====== Dataset entries ======

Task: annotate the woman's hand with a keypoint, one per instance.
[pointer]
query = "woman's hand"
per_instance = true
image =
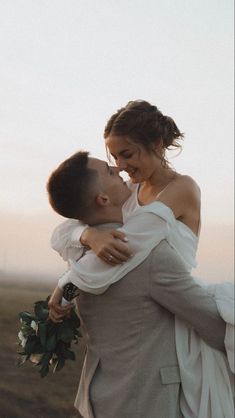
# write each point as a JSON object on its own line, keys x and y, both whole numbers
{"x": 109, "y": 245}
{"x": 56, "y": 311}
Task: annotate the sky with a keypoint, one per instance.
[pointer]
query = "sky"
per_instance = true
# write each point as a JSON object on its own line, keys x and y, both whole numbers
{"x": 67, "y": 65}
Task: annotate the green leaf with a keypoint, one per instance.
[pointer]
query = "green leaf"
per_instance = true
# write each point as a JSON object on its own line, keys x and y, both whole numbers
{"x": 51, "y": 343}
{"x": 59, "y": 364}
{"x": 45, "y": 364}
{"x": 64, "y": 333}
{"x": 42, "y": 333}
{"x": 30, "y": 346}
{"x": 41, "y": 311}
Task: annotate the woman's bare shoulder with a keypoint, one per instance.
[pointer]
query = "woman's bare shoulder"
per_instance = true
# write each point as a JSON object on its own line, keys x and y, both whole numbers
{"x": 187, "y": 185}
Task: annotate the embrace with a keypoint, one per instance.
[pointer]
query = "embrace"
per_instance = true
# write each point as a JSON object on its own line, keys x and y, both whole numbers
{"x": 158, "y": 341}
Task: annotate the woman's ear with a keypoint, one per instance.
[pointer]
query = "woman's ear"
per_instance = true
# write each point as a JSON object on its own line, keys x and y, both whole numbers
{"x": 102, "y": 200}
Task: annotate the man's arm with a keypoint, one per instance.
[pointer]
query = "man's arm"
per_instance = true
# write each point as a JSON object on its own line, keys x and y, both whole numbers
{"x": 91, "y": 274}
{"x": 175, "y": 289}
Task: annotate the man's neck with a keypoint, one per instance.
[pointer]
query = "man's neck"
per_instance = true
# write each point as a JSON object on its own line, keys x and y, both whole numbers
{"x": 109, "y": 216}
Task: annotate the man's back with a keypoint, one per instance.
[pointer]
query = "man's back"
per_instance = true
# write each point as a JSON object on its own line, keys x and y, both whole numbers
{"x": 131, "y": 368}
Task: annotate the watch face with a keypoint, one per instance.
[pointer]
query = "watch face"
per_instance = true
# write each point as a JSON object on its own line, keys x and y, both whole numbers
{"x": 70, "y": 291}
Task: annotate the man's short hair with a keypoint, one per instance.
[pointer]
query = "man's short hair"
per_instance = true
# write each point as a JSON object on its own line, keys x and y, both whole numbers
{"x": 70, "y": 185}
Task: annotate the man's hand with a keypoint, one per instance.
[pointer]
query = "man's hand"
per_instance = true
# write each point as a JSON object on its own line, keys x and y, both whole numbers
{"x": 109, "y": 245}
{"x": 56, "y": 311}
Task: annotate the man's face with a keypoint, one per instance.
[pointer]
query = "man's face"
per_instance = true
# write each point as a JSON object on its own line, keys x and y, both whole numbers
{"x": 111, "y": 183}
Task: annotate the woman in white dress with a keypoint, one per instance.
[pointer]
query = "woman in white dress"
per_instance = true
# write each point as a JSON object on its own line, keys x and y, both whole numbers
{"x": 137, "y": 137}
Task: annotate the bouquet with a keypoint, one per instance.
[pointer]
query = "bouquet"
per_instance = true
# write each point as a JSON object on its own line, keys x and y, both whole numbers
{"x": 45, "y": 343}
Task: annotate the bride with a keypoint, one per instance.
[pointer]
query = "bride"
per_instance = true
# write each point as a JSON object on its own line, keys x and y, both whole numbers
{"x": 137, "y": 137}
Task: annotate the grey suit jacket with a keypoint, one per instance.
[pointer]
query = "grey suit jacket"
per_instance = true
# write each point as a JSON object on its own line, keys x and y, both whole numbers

======

| Challenge |
Give back exactly the lines from the line containing "Task: annotate the man's back" to the end of the entries, and no other lines.

| Exercise response |
Task: annotate the man's back with a keypoint, one per instance.
[pointer]
query = "man's back"
per_instance = true
# write each point as a JSON object on its own line, keys x and y, both whole numbers
{"x": 131, "y": 368}
Task: annotate the watch face with a keypoint, one per instance.
[pointer]
query = "watch face"
per_instance = true
# write each point as a JSON object on its own line, keys x and y, both whole numbers
{"x": 70, "y": 291}
Task: annotate the man's short hair with a keypoint, one per instance.
[pointer]
query = "man's short hair"
per_instance = true
# write each point as a JSON object on its own line, keys x and y, both whole numbers
{"x": 70, "y": 185}
Task: annotate the man's hand with a keypoint, one per instance.
[pointer]
query = "man's hand"
per_instance = true
# write each point as a JSON object on its own line, keys x and y, both whole numbers
{"x": 109, "y": 245}
{"x": 56, "y": 311}
Task: annotate the man's face with a keypoint, one per instance.
[pointer]
query = "man's face"
per_instance = true
# write each point as a JSON object on its own line, keys x and y, both whole numbers
{"x": 111, "y": 183}
Task: annotate the woman in white dress with a keypoint, one per instance.
[pointer]
query = "woman in white dress"
per_instance = true
# write each point as a JSON object on its own line, keys x and y, both whole numbers
{"x": 137, "y": 137}
Task: annotate the bouquet with a keypoint, one per instance.
[pointer]
query = "bouquet"
per_instance = true
# write each point as a JSON object on its own line, keys x and y, both whole numbers
{"x": 45, "y": 343}
Task: annotate the bride with a keypoint, one per instance.
[pointer]
query = "bride"
per_instance = true
# write each point as a JSON object on its own line, keys x and y, both whole numbers
{"x": 137, "y": 137}
Task: annotate the grey suit jacket with a keypoint, one per instance.
[pointer]
query = "grey suit jacket"
per_instance = true
# write each point as a JSON object on its own line, keys x and y, both whole numbers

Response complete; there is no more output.